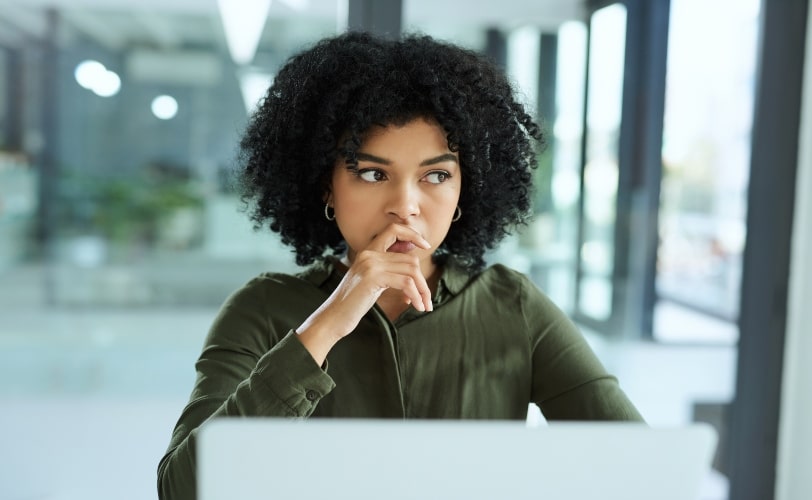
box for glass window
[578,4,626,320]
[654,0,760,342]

● ● ●

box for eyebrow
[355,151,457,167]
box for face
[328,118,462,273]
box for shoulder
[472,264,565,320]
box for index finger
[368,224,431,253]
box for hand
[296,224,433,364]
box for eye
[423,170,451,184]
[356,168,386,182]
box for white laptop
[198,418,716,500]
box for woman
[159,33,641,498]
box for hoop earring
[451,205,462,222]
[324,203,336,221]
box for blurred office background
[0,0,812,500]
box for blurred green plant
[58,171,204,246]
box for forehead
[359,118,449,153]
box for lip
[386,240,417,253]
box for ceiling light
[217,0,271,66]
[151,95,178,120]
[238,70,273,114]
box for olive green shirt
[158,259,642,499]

● ● ●

§ Task prompt
Extract the data lines starting at the one containing "box for blurred green plant" and ending at the one containing "[158,259,642,499]", both included, and reproduce them unchanged.

§ The solution
box for blurred green plant
[58,171,204,246]
box for forehead
[359,118,449,153]
box for lip
[386,240,417,253]
box for ceiling light
[217,0,271,66]
[151,95,178,120]
[238,70,273,114]
box for olive green shirt
[158,259,642,499]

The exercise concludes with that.